**WHAT THE EXERCISE ASKS:** All of the entries need to be repeated exactly. Leave nothing out.

**INFORMATION:**
==========

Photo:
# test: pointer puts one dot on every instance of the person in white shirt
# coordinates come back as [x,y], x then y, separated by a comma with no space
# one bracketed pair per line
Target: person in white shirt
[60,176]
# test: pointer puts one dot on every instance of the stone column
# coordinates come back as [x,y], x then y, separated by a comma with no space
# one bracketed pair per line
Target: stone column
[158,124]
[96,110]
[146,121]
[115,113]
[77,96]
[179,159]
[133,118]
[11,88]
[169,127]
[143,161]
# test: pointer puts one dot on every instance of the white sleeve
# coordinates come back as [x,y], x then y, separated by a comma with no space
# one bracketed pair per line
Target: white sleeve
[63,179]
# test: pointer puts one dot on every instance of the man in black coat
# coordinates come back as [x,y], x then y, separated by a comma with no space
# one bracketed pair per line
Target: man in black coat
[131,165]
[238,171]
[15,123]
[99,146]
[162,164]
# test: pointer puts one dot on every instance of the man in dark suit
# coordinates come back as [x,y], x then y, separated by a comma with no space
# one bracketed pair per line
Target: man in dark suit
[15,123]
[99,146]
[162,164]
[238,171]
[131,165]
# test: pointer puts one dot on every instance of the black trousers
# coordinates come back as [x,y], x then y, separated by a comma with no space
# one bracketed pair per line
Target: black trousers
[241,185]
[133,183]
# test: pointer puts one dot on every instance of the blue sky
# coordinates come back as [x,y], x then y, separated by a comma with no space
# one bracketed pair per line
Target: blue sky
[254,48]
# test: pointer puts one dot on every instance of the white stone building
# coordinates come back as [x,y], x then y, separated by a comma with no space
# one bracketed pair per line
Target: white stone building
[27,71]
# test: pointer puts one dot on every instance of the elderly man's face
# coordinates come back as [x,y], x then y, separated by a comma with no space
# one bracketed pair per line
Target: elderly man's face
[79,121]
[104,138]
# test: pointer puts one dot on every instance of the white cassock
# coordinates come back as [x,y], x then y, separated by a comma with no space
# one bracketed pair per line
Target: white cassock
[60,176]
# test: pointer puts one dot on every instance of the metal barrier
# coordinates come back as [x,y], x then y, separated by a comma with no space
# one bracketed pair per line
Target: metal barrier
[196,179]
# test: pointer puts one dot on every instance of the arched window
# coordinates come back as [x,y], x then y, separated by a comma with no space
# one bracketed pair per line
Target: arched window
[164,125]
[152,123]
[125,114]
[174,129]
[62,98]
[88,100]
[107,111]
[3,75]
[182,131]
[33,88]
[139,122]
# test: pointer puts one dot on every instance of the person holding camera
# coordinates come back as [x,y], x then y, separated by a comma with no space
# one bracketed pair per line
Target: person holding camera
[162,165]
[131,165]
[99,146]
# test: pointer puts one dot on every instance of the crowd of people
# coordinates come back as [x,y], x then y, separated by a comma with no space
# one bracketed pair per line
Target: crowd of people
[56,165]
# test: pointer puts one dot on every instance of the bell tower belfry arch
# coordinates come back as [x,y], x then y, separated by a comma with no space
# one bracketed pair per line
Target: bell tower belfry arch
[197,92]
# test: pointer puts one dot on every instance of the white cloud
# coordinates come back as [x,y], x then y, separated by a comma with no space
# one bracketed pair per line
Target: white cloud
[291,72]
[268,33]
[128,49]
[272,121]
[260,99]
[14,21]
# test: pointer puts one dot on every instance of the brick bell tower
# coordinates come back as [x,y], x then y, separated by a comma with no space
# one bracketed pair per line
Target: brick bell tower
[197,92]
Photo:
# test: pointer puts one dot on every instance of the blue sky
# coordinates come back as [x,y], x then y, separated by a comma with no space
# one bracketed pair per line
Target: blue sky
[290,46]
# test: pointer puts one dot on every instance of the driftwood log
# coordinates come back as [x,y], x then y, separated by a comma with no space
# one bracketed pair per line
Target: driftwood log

==========

**ANSWER SECTION:**
Photo:
# test: pointer puts one dot on every instance of the person in white shirt
# coordinates come back as [x,y], x then y, separated by a comma with no space
# one bracketed pair per line
Target: person in white shirt
[60,176]
# test: pointer puts one dot on every instance of the stone column
# coordinates come back as [x,y], x then y, separated by a comma with no space
# one bracketed pair per line
Target: stone column
[158,124]
[96,110]
[146,121]
[115,113]
[77,96]
[179,159]
[133,118]
[11,88]
[169,127]
[143,161]
# test: pointer puts one dot on every instance of the white sleeve
# coordinates come back as [x,y], x then y, separated by a comma with no space
# one bracketed pair per line
Target: white sleeve
[63,179]
# test: pointer puts one dot on every instance of the man in black coat
# coordinates come back as [x,y], x then y, separated by a comma with no space
# one bracketed pair per line
Target: man in black coat
[131,165]
[238,171]
[15,123]
[99,146]
[162,164]
# test: pointer puts one dot on every instance of the man in dark suit
# coordinates come back as [x,y], x then y, separated by a comma with no space
# one bracketed pair per line
Target: man in dark suit
[15,123]
[99,146]
[162,164]
[238,171]
[131,165]
# test: pointer puts one dot on every instance of the black trousers
# coordinates come back as [x,y], x then y, separated by a comma with no space
# one bracketed pair per line
Target: black trousers
[241,185]
[133,183]
# test: pointer puts one dot on every instance of the blue sky
# coordinates come back as [x,y], x then y, separated by a comma with no space
# one bracketed pair per line
Target: blue sky
[254,48]
# test: pointer puts one dot on every instance of the white stone building
# coordinates come back as [x,y], x then y, separated by a comma with no space
# one bracketed pair per line
Target: white stone building
[27,71]
# test: pointer puts one dot on every instance of the elderly man's face
# coordinates come back as [x,y], x then y, separated by a comma with no space
# one bracketed pair per line
Target: elderly man's face
[79,121]
[104,138]
# test: pointer puts one dot on every instance of the white cassock
# coordinates come back as [x,y], x then y, separated by a comma with no space
# one bracketed pair per line
Target: white cassock
[60,176]
# test: pointer puts one dot on every instance of the metal barrier
# coordinates come back as [x,y], x then y, separated by a comma with no space
# one bracketed pair per line
Target: metal barrier
[196,179]
# test: pointer puts one dot on every instance of the arched window
# coordinates come back as [x,y], x then y, separated by a comma with no space
# one bracketed pair per line
Target: arched window
[164,125]
[152,123]
[125,114]
[174,129]
[62,98]
[88,100]
[107,111]
[3,75]
[182,131]
[33,88]
[139,122]
# test: pointer puts one dot on every instance of the person holding camera
# coordinates come back as [x,y], x then y, separated by a comma with no space
# one bracketed pair per line
Target: person holding camera
[162,165]
[131,165]
[99,146]
# test: pointer puts one dot on every instance of the crowd of people
# coordinates come back as [x,y], x then y, separated by a comma with no space
# one bracketed pair per line
Target: crowd of people
[56,165]
# test: pointer puts one dot on every instance of the bell tower belfry arch
# coordinates come back as [x,y], x then y, separated by a comma with no space
# one bracketed pair per line
Target: bell tower belfry arch
[197,92]
# test: pointer puts one dot on every instance of the white cloud
# coordinates come back as [x,y], x then y, separated by a comma with no space
# one bracketed pair per line
Target: white cloud
[291,72]
[268,33]
[128,49]
[272,121]
[260,99]
[14,21]
# test: pointer puts one dot on every instance of the brick bell tower
# coordinates come back as [x,y], x then y, separated by a comma with no space
# one bracketed pair per line
Target: brick bell tower
[197,92]
Photo:
# test: pointer puts one dot on every instance of the blue sky
# coordinates come back as [x,y], x then y, separated by a comma with no space
# one bracketed pair per line
Target: blue sky
[290,46]
# test: pointer puts one dot on every instance of the driftwood log
# coordinates come back as [x,y], x then y, separated by a comma with no space
# one bracketed pair per line
Target: driftwood log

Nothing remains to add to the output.